WHAT IS EXPECTED → Bring together every line in the data that includes "pillar".

*** THE DATA ***

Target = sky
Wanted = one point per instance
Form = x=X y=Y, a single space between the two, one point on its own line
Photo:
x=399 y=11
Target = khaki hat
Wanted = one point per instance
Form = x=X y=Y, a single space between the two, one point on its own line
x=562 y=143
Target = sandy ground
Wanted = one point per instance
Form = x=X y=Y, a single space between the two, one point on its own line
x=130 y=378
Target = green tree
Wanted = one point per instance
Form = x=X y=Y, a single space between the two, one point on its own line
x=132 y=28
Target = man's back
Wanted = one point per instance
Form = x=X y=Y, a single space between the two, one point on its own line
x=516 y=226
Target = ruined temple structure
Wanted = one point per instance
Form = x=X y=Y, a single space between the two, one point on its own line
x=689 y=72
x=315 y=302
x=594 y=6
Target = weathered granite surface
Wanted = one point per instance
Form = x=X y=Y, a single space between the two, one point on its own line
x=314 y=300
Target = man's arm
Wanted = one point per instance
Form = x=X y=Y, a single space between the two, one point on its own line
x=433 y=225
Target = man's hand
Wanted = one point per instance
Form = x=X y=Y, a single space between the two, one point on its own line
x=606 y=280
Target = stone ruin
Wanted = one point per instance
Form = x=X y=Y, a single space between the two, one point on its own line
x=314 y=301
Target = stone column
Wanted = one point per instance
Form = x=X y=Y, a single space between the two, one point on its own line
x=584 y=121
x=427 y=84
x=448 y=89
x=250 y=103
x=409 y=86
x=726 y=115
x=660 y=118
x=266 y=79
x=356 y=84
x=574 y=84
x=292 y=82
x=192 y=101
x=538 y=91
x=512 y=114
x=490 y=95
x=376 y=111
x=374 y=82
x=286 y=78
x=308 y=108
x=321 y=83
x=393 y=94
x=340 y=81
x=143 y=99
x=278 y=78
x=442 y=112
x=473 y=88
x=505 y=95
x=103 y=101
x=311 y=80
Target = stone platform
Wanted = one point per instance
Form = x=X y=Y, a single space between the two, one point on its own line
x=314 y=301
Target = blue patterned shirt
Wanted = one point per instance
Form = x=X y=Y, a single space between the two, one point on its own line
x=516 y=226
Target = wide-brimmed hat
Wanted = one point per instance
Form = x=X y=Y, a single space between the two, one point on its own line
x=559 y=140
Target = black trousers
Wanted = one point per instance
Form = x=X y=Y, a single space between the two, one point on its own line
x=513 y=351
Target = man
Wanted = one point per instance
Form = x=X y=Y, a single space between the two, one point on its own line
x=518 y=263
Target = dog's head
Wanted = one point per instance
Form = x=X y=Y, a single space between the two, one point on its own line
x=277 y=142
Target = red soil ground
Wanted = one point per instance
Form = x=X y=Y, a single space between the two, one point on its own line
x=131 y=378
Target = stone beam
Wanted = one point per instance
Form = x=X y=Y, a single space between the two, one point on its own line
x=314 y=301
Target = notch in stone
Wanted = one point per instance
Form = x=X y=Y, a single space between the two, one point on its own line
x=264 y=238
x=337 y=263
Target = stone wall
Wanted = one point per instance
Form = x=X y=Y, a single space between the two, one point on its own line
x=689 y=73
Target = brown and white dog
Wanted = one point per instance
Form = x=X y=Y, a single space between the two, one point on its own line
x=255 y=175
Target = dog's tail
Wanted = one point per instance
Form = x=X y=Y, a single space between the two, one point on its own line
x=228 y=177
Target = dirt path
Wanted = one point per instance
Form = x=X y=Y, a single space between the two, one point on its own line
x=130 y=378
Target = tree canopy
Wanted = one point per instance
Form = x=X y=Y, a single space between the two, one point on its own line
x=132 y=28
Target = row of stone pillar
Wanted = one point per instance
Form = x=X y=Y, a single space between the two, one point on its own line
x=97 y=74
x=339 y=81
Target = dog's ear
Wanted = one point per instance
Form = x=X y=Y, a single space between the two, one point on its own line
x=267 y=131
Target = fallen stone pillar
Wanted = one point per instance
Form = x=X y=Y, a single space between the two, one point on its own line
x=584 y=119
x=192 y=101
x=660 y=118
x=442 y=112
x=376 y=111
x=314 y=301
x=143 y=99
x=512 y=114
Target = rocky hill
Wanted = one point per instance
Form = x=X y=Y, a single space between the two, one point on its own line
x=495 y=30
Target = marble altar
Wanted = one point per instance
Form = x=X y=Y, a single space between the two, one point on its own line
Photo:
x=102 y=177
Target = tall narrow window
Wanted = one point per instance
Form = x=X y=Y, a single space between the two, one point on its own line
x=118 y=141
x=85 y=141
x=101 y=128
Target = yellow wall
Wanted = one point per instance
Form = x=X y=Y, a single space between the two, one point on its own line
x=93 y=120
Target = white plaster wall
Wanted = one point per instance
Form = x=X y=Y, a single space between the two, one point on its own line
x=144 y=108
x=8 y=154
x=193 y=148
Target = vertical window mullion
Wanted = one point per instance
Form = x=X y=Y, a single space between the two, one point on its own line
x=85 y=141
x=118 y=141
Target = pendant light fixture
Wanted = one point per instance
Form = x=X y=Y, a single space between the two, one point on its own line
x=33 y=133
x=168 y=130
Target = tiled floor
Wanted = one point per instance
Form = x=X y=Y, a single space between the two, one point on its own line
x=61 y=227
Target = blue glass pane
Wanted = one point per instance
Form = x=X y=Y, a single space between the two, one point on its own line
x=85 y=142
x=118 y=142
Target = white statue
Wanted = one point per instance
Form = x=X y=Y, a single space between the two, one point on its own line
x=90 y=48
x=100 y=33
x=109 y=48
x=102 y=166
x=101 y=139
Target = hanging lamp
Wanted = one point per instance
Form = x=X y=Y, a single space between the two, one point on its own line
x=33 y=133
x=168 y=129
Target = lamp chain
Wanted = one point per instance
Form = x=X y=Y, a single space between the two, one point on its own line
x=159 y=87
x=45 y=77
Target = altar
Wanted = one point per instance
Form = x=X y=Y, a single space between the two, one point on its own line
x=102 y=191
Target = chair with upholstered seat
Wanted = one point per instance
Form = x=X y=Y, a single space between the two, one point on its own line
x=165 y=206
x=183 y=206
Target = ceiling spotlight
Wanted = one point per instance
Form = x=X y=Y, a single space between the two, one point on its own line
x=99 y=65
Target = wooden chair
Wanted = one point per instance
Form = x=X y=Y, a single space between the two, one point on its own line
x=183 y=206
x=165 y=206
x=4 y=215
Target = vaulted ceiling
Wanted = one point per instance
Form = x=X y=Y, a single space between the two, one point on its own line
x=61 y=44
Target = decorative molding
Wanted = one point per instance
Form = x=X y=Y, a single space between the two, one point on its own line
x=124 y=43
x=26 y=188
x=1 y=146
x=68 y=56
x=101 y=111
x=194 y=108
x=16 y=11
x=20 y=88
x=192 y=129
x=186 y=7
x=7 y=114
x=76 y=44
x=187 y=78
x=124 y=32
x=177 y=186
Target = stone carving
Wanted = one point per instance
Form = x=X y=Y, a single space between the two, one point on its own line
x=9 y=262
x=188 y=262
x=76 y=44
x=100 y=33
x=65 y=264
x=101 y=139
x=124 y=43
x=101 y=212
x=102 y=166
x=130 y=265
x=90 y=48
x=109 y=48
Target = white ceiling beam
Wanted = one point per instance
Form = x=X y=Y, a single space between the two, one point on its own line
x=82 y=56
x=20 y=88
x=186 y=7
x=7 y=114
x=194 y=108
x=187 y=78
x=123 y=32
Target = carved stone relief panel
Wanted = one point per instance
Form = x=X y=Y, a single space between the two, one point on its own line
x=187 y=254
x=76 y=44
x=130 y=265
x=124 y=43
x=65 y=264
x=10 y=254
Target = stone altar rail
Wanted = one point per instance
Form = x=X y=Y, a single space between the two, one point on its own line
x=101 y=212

*** End of THE DATA ***

YOUR SOLUTION →
Target = row of stone pillar
Target = fallen stone pillar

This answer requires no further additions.